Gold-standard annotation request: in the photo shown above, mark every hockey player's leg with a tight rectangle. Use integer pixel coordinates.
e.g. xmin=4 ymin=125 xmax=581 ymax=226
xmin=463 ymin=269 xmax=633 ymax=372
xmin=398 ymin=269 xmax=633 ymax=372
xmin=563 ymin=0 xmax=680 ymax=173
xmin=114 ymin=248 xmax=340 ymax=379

### Aim:
Reproduce every entry above line for line, without changing a single character.

### Written solution:
Gold-standard annotation request: in the photo shown above, mark every hockey player's leg with a tight rectangle. Use integer pixel coordinates.
e.g. xmin=4 ymin=125 xmax=581 ymax=226
xmin=463 ymin=269 xmax=633 ymax=372
xmin=398 ymin=269 xmax=633 ymax=372
xmin=563 ymin=0 xmax=680 ymax=173
xmin=114 ymin=248 xmax=340 ymax=379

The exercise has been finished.